*YOUR OBJECTIVE*. Please turn the lines of the records below into a numbered list, starting at the line that contains "Subject = wet sand" and ending at the line that contains "xmin=5 ymin=186 xmax=741 ymax=252", with both of those lines included. Leave out any blank lines.

___ GIVEN RECORDS

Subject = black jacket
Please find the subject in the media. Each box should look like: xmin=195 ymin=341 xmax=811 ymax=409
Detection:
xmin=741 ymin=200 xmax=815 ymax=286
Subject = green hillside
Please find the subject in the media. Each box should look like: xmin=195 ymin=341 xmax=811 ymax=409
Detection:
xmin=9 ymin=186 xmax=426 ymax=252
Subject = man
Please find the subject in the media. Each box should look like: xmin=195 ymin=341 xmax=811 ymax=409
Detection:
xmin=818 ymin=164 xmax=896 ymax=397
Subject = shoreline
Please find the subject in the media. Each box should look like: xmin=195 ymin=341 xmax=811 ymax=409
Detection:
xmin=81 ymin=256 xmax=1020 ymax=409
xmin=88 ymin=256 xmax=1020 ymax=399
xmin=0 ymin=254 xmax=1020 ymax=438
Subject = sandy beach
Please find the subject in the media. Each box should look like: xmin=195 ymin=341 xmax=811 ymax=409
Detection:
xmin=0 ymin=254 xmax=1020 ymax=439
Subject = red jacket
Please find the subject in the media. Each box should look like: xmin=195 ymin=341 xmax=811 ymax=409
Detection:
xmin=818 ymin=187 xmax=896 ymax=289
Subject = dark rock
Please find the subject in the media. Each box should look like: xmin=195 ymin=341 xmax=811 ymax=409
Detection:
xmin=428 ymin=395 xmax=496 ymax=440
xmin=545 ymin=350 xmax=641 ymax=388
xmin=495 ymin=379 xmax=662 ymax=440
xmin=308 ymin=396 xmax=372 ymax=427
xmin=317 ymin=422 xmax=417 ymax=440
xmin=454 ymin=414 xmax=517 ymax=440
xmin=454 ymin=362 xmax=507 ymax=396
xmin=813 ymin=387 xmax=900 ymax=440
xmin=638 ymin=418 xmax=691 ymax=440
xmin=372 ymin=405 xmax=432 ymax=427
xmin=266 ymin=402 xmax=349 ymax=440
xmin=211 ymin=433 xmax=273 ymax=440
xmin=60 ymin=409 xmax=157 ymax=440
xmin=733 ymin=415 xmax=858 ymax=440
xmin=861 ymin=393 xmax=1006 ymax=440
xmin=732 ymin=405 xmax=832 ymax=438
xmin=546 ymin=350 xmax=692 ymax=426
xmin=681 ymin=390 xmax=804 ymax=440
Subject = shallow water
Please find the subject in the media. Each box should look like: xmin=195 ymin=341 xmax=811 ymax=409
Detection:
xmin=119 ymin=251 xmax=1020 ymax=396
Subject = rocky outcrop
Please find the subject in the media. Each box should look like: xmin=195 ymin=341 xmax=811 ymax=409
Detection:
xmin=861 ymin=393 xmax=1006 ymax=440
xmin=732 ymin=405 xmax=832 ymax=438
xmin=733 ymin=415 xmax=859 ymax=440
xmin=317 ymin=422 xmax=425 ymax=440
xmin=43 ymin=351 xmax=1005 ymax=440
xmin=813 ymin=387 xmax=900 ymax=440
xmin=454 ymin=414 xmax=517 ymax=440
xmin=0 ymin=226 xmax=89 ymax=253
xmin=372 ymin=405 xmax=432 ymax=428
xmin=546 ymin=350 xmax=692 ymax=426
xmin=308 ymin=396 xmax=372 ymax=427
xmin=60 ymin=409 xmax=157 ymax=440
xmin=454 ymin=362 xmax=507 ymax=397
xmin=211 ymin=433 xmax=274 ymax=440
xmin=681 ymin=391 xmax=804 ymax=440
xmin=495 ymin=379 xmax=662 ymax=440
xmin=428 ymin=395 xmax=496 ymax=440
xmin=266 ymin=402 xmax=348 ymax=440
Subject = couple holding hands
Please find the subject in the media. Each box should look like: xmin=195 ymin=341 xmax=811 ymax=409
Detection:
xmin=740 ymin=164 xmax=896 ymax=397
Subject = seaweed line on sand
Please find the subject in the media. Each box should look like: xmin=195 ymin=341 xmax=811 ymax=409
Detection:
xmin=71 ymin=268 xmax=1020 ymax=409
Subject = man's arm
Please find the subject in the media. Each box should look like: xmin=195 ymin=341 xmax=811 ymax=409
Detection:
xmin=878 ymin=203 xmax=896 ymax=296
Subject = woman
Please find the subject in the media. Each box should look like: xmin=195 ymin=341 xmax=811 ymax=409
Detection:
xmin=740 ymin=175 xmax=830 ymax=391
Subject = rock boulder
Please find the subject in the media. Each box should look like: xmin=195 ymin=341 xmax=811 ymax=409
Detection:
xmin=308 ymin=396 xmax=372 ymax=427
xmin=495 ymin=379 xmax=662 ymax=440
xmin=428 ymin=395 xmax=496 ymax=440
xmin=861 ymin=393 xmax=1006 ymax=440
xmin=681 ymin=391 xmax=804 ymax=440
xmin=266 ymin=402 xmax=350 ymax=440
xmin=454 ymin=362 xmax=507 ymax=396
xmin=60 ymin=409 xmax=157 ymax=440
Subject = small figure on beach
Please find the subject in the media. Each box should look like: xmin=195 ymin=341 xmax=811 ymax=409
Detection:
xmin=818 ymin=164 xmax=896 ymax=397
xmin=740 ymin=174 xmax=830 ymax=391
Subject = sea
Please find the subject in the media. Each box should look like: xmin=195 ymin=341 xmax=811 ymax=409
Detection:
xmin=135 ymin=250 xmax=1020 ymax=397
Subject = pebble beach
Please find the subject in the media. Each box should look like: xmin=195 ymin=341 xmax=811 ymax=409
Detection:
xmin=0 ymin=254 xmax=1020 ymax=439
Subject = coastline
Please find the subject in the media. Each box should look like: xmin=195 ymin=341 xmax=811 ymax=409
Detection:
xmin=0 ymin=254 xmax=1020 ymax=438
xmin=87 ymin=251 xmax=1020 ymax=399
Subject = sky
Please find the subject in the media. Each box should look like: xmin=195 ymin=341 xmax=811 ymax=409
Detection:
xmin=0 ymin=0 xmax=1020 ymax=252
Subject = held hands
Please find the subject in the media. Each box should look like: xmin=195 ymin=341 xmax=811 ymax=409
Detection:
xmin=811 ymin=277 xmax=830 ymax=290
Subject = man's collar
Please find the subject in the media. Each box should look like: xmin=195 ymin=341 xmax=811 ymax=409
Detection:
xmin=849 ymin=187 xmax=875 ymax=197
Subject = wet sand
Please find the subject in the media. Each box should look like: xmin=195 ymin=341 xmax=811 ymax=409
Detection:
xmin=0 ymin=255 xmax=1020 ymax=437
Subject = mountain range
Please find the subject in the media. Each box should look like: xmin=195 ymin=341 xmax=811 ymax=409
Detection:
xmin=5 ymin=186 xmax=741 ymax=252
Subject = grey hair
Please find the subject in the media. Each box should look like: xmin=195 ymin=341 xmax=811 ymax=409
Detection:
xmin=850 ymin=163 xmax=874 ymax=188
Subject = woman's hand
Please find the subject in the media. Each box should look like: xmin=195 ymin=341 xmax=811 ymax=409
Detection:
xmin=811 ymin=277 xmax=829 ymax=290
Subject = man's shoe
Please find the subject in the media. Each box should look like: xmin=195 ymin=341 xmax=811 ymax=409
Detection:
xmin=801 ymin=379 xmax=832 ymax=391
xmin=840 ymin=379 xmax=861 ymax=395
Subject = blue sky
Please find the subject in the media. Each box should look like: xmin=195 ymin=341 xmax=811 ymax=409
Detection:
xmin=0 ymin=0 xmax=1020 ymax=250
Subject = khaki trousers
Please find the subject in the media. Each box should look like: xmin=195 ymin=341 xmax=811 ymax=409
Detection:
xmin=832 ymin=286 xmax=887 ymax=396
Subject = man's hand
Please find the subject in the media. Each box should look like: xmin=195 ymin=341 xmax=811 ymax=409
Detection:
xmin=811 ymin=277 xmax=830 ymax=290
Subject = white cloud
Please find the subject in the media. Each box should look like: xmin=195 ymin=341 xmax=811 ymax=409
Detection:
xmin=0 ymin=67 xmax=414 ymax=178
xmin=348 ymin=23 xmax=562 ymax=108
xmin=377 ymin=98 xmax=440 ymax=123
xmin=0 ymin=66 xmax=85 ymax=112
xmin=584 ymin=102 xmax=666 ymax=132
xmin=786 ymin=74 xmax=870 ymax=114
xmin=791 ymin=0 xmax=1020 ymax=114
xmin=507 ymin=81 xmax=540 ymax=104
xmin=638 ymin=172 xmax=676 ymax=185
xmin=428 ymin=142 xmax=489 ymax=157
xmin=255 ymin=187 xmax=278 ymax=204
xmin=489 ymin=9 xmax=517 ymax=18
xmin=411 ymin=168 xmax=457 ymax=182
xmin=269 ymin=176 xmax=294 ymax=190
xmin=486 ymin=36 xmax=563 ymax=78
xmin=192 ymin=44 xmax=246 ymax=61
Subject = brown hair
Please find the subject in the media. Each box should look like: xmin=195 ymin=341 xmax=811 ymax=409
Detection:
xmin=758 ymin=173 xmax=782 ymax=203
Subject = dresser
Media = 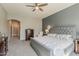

______

*FULL ANSWER*.
1. Subject = wet sand
2. Please find the subject in the media. Each box should look like: xmin=195 ymin=341 xmax=811 ymax=409
3. Detection:
4. xmin=0 ymin=255 xmax=1020 ymax=437
5. Subject = mountain range
6. Please find the subject in the media. Each box should look like: xmin=195 ymin=341 xmax=811 ymax=409
7. Detection:
8. xmin=5 ymin=186 xmax=741 ymax=252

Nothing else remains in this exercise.